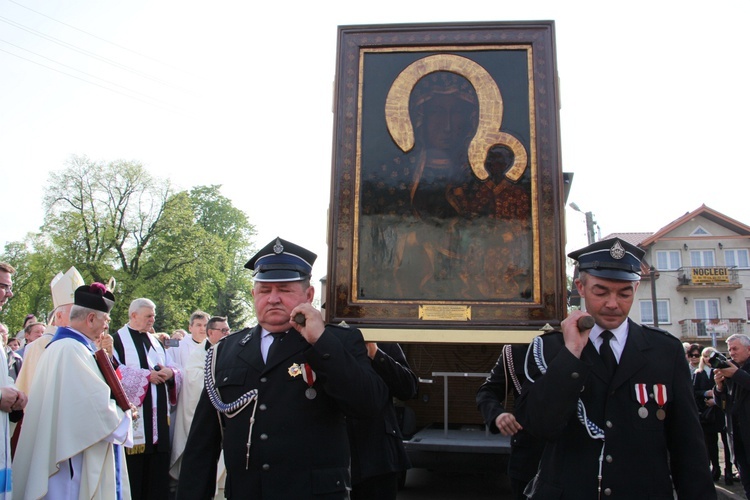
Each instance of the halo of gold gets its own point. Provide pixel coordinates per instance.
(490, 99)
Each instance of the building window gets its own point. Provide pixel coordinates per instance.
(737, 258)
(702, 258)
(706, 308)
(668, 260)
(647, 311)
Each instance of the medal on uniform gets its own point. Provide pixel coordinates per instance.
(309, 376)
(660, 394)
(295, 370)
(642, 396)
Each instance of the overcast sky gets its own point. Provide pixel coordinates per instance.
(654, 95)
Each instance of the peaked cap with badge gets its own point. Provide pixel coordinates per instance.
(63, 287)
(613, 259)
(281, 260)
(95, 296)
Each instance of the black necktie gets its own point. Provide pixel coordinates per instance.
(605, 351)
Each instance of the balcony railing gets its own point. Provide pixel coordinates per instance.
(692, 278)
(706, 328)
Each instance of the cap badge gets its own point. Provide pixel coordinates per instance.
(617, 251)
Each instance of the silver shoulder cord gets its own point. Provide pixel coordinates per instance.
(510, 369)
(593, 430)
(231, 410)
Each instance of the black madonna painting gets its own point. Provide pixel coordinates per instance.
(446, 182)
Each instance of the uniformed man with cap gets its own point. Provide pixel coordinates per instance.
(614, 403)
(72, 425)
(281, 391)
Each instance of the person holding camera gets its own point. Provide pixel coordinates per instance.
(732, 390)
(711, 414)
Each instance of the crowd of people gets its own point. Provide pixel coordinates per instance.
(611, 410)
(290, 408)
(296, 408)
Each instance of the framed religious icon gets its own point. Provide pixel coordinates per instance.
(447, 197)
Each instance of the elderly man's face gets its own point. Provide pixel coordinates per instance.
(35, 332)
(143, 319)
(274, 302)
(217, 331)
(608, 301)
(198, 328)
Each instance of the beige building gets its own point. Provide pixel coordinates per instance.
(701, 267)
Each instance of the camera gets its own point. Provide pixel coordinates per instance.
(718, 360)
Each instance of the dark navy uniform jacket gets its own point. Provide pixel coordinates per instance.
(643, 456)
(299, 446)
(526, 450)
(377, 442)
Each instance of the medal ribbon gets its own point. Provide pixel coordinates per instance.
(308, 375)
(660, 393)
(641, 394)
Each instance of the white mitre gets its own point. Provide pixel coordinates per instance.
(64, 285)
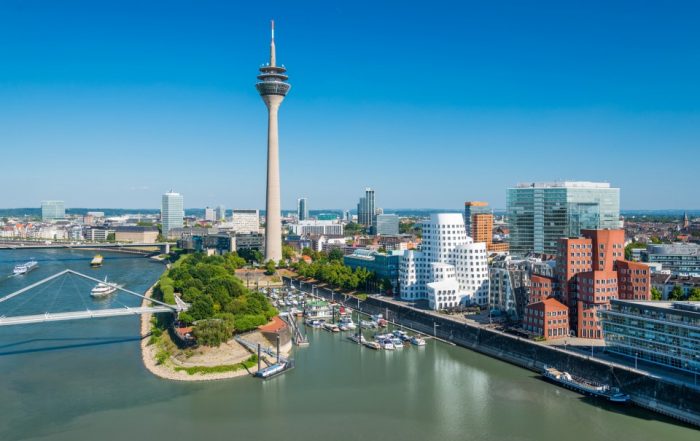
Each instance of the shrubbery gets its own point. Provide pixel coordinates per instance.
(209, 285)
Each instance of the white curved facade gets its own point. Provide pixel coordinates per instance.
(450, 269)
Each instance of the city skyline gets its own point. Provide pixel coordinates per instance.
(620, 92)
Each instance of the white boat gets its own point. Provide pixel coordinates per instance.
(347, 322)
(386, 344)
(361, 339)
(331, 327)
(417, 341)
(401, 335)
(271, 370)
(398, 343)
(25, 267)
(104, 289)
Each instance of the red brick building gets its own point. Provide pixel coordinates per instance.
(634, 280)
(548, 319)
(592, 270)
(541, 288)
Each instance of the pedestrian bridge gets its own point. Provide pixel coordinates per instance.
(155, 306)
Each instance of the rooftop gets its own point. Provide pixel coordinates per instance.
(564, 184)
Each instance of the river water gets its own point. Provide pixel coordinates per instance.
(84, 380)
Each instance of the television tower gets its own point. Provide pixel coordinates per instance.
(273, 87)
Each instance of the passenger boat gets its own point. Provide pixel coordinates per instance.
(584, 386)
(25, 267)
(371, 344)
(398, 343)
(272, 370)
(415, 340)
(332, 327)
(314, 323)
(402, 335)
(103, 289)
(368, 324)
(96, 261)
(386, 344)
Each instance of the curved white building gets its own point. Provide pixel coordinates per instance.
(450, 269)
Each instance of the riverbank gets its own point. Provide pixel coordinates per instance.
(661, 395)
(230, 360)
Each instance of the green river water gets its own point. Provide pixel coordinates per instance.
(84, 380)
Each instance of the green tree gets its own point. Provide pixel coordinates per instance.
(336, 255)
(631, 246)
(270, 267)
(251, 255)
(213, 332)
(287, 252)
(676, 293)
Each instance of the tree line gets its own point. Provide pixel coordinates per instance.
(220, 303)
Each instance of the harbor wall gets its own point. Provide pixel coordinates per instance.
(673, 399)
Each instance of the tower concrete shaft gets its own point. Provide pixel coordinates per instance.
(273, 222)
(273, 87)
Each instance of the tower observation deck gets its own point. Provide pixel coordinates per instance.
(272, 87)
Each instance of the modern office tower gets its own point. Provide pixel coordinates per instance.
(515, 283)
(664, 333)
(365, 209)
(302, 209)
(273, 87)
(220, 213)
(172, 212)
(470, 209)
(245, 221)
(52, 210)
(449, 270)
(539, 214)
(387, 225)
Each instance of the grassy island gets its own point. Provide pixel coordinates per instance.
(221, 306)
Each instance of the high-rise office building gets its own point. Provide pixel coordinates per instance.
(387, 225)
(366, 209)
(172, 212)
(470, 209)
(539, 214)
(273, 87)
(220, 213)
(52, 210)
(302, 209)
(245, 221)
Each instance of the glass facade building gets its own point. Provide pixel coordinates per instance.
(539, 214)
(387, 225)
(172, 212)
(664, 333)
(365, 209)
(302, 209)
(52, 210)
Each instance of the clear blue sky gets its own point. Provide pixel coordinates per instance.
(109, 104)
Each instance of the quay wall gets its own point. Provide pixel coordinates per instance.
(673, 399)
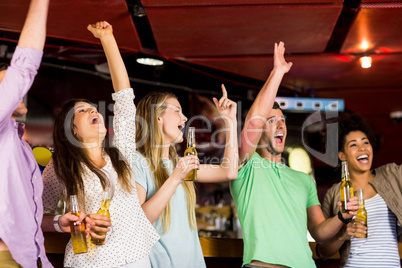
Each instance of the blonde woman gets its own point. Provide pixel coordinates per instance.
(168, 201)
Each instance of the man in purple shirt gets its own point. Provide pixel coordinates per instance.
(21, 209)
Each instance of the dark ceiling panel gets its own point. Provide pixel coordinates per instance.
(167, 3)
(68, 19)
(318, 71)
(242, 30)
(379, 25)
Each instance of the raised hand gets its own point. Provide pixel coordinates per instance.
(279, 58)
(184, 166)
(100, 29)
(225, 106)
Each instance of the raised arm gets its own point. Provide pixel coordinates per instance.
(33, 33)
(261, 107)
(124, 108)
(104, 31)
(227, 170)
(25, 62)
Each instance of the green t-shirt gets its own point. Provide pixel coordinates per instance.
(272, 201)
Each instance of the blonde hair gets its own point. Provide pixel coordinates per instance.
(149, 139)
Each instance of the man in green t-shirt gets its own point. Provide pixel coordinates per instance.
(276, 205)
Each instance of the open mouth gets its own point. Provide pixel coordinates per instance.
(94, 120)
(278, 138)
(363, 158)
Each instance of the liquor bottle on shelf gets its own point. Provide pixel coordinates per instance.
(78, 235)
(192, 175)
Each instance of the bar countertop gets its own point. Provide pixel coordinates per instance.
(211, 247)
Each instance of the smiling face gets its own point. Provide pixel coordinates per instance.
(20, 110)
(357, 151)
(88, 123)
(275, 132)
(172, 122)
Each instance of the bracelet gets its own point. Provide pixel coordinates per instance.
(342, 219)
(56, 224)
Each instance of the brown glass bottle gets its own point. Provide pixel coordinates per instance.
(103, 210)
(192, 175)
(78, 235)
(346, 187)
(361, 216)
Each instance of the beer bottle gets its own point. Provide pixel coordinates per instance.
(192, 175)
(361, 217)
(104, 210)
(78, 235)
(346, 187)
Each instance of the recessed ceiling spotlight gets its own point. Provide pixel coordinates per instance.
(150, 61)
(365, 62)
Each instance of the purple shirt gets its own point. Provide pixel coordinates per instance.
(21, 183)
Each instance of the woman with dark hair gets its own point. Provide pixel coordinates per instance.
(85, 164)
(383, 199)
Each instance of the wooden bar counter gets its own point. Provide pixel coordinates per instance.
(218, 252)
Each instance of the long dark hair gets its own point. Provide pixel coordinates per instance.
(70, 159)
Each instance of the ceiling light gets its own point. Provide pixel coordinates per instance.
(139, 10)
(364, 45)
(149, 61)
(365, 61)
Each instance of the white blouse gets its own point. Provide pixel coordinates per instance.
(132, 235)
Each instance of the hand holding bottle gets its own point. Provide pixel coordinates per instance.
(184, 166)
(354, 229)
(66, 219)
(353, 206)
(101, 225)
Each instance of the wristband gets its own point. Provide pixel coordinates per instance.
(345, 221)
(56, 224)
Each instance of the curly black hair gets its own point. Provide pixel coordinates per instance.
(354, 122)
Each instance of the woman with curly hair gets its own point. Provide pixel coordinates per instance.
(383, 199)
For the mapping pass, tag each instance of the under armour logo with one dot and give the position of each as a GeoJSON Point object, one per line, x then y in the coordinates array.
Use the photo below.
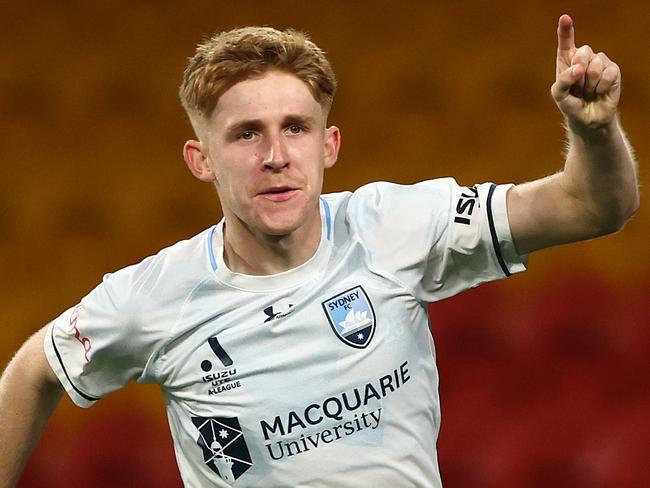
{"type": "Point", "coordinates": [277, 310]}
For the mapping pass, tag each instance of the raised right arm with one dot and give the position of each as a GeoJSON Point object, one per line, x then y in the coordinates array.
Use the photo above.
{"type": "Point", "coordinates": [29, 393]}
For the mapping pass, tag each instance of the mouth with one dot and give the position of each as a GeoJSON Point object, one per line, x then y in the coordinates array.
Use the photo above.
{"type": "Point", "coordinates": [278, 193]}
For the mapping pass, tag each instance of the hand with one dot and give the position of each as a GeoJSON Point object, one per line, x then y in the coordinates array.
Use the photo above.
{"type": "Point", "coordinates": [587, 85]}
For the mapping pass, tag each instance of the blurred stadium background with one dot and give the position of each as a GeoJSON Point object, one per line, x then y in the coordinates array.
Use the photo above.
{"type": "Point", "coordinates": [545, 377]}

▶ _INSTRUCTIONS TO FOLLOW_
Please reproduce only the lines from the one holding "Each instance of the white blouse" through the final line of the listing above, both included, with each picture left out.

▶ _EXERCISE RESPONSE_
Each instance of the white blouse gets its own point. Provide pixel coordinates per instance.
(132, 235)
Each instance of the hand holding bottle gets its own point. Provide pixel coordinates per instance.
(184, 166)
(354, 229)
(66, 219)
(353, 206)
(101, 225)
Each instance of the wristband gets its own point. Provide pixel coordinates per instance.
(345, 221)
(56, 224)
Each instance of the curly black hair gets its own point. Provide pixel coordinates per instance.
(354, 122)
Each instance of the woman with curly hair gets its own point. Provide pixel coordinates per instance.
(383, 199)
For the mapping pass, tag each instance of the under armour logo with one dot and give the position of each as a GeoJSON Point object, one per line, x then y in the coordinates array.
Use the photo below.
{"type": "Point", "coordinates": [277, 310]}
For the mapping pass, tag each instance of the raised right arm with one dot and give the position of each as a GeoJSON Point object, one per line, x then y in the coordinates array.
Use the photo above.
{"type": "Point", "coordinates": [29, 393]}
For the mapping pass, tag each instance of the mouth with one dot and give the position of each as a GeoJSON Point object, one per line, x then y in the coordinates array.
Use the photo above.
{"type": "Point", "coordinates": [278, 193]}
For the mapping pass, tag each instance of the hand with one dot and give the position of each as a GeoJSON Point object, one per line, x then y in the coordinates array.
Use the photo above.
{"type": "Point", "coordinates": [587, 85]}
For the mapping pass, tag each instance of the blurred stadium background with one dot and give the position of each as a GeoJSON Point object, one per line, x then y in the coordinates array.
Use the photo above.
{"type": "Point", "coordinates": [545, 377]}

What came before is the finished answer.